Reprise d’activité : « Il faut créer une cellule paritaire Covid »
Le déconfinement signe le retour en entreprise de nombreux salariés. L’évaluation des risques, en amont, et les ajustements, en aval, devraient être discutés dans une « cellule paritaire Covid », explique l'ergonome Anne Benedetto.
Quelle est la première étape pour s’assurer de protéger le personnel lors de la reprise d’activité ?
Anne Benedetto : Il est important de créer une « cellule paritaire Covid » réunissant différents acteurs : les représentants de l’employeur, ceux du CSE, la commission santé, sécurité et conditions de travail – quand il y en a une –, mais aussi le médecin du travail ou des membres du service de santé au travail interentreprises. On devra également mettre dans la boucle le contrôleur de la Carsat [caisse d’assurance retraite et de la santé au travail] ainsi que l’inspecteur du travail.

**Exercice**
Restituez mot pour mot tout ce qui va, dans le texte sur la cellule paritaire Covid, de « Quelle est la » jusqu'à « l’inspecteur du travail. ».

**Données brutes**

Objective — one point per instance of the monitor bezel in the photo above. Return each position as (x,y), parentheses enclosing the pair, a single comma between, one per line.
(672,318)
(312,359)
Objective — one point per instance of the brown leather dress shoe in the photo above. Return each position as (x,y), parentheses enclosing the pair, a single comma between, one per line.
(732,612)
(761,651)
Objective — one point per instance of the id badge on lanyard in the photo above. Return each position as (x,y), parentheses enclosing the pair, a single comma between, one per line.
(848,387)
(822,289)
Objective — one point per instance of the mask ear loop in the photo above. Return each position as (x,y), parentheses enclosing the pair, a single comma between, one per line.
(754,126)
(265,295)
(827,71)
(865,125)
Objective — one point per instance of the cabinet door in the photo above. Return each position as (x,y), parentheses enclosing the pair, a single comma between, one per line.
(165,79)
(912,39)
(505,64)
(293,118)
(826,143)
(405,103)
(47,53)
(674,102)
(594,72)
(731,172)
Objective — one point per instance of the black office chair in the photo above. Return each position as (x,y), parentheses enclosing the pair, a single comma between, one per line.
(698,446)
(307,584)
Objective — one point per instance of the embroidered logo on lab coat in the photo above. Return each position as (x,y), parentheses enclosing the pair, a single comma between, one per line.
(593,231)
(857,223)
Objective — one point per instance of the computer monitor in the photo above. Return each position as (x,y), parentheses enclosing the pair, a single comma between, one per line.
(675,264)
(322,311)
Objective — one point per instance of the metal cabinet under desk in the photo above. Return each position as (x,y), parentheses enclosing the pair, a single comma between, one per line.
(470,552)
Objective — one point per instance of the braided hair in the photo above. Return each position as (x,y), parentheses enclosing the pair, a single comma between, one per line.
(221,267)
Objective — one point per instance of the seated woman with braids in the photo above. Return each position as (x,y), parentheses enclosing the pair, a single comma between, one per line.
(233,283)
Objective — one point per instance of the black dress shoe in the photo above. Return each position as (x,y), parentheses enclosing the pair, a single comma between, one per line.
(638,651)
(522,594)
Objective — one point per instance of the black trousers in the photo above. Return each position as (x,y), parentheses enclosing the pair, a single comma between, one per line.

**Résultat attendu**
Quelle est la première étape pour s’assurer de protéger le personnel lors de la reprise d’activité ?
Anne Benedetto : Il est important de créer une « cellule paritaire Covid » réunissant différents acteurs : les représentants de l’employeur, ceux du CSE, la commission santé, sécurité et conditions de travail – quand il y en a une –, mais aussi le médecin du travail ou des membres du service de santé au travail interentreprises. On devra également mettre dans la boucle le contrôleur de la Carsat [caisse d’assurance retraite et de la santé au travail] ainsi que l’inspecteur du travail.